Fragmento proporcionado
========

Eurogamer.es - Recomendado sello
Un juego chiquitín que no sólo es una delicia de jugar, sino que tiene el potencial para cambiar nuestra forma de entender los videojuegos.

Como voy por la mitad de mi tercera partida de Minit, puedo afirmar sin apenas temor a equivocarme que escribir la primera frase de este análisis me ha costado alrededor de unos veinte segundos. Y sé esto porque es, al fin y al cabo, un juego que trata sobre nuestra percepción del tiempo, y cuya premisa principal es que cada partida dura solo un minuto. Cada vez que arranquemos el juego, el protagonista aparecerá en el mismo lugar predeterminado del mapa, con una cuenta atrás que comenzará en el número 60. Cuando llegue a 0, nuestro personaje morirá, y volveremos al punto de inicio. Para progresar tendremos que optimizar este tiempo, gestionándolo de la mejor forma posible para llegar cada vez más lejos y resolver puzzles que nos permitan acceder a zonas nuevas y avanzar en la historia. La primera revelación viene cuando, tras veinte o treinta muertes - es decir, una media hora - nos encontramos a nosotros mismos llevando mentalmente la cuenta del tiempo que falta hasta el siguiente reinicio, sin necesidad de mirar el marcador. Con un concepto tan sencillo, Minit es capaz de hacernos pensar de forma distinta a lo que acostumbramos, y cambiar con ello la forma en la que nos aproximamos al videojuego.

========

Instrucciones de trabajo
a) Según el análisis de Minit, ¿cuánto dura cada partida del juego?
b) Indica si cada afirmación coincide con el análisis de Minit y respalda tu respuesta citando las palabras del texto: (i) en cada partida el protagonista aparece en un lugar distinto del mapa; (ii) la cuenta atrás empieza en 60; (iii) cuando el marcador llega a 0, el personaje muere y se regresa al punto de inicio.
c) Prosigue el análisis de Minit a partir de su última frase.
Las líneas de datos son un material independiente del fragmento.

Segmento de datos
========

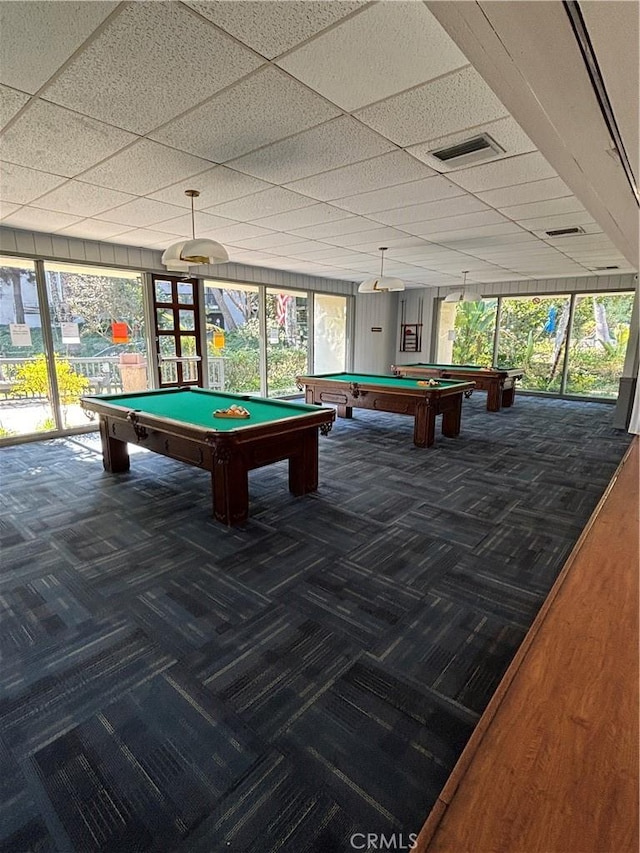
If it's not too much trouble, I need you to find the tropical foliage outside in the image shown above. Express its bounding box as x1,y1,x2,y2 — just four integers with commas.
452,293,633,397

========

Respuestas en orden
a) Cada partida dura solo un minuto.

b)
(i) No: «el protagonista aparecerá en el mismo lugar predeterminado del mapa».
(ii) Sí: «con una cuenta atrás que comenzará en el número 60».
(iii) Sí: «Cuando llegue a 0, nuestro personaje morirá, y volveremos al punto de inicio».

c)
Es curioso que esta epifanía suceda tan temprano dentro de la partida porque, por todo lo demás, es un título en el que el avance sucede muy lentamente. La limitación de tiempo hace que apenas tengamos tiempo de ejecutar un par de acciones en cada intento; sólo encadenando una vida tras otra, juntando muchos pequeños descubrimientos, podremos sentir que realmente estamos yendo hacia algún sitio. La mecánica fundamental del juego es la muerte, y tiene mucha más importancia de la que parece a primera vista; pero si lo más común es que los videojuegos utilicen la muerte del jugador como penalización por sus errores, aquí sirve únicamente como elemento que marca el ritmo, pues condiciona la forma en la que enfrentamos cada situación. Si jugamos, por ejemplo, a The Legend of Zelda (1986), nuestro objetivo será mantenernos vivos el mayor tiempo posible, pero en Minit la muerte es un destino inevitable, un punto fijado en nuestro futuro cercano, así que nuestra meta pasa a ser utilizar el tiempo del que disponemos para hacer algo - ¡lo que sea! - antes de volver al principio de nuevo. Cada segundo puede ser útil y trascendente, porque tiene el potencial de servir para encontrar una moneda, resolver un acertijo, recopilar información que nos ayudará a entender mejor el mapa. En esta misma línea de pensamiento, no deja de resultar llamativo que además de las flechas de movimiento, sólo disponemos de otros dos botones: el botón de reiniciar, que nos permite forzar el final de la partida y volver al inicio sin esperar a que transcurran los 60 segundos, y el botón de atacar, para eliminar a los enemigos que nos encontremos a nuestro paso. Es decir: un botón de morir, y un botón de matar. La dicotomía completa de nuestra aventura.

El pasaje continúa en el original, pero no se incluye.